- _Problem to work on_
Please extract each line from the records below that contains the word "roof".

- _Provided data_
■ ■ ■ ■
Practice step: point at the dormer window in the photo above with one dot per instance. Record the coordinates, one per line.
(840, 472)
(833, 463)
■ ■ ■ ■
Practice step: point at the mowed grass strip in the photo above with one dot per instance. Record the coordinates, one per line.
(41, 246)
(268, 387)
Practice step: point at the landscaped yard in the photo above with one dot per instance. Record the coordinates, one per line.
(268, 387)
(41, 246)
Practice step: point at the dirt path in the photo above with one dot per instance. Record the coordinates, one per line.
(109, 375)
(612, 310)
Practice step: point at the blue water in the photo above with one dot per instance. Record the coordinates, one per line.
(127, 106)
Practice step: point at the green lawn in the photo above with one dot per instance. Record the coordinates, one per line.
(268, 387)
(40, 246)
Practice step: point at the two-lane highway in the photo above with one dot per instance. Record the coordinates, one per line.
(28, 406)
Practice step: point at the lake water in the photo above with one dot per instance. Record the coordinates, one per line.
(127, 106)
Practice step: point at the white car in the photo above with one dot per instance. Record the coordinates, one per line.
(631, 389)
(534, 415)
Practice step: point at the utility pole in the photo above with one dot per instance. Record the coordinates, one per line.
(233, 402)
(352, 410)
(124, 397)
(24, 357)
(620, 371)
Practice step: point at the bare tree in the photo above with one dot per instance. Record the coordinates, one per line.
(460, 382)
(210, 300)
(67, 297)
■ ■ ■ ■
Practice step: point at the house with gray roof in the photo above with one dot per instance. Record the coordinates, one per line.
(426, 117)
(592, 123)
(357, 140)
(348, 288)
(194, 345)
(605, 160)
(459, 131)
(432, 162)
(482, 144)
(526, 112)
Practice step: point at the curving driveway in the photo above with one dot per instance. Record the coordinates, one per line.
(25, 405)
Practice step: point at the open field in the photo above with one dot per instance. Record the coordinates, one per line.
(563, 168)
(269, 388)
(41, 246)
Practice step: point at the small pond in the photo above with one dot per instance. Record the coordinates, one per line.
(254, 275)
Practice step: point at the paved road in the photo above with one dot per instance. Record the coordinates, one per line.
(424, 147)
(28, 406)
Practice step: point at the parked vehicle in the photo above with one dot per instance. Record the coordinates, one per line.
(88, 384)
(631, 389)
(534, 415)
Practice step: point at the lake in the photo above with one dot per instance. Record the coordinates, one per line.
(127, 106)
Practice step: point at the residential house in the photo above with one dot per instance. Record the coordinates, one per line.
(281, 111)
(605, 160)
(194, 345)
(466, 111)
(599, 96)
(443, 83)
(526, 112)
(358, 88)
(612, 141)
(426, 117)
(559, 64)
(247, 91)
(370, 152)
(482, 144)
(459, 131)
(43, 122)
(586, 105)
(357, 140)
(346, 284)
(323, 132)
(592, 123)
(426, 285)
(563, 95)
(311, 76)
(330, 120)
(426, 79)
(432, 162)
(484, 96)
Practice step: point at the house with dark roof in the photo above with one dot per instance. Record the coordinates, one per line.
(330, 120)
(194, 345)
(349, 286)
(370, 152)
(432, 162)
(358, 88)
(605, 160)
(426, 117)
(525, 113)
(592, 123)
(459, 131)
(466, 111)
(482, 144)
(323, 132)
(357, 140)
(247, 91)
■ ■ ■ ■
- _Exercise solution_
Practice step: point at the house with gray roof in the photo above with one dot per instance. Record the coordinates, one per line.
Practice step: point at the house with dark roof in the photo above with one dot per instance. Record the coordinates, one per line.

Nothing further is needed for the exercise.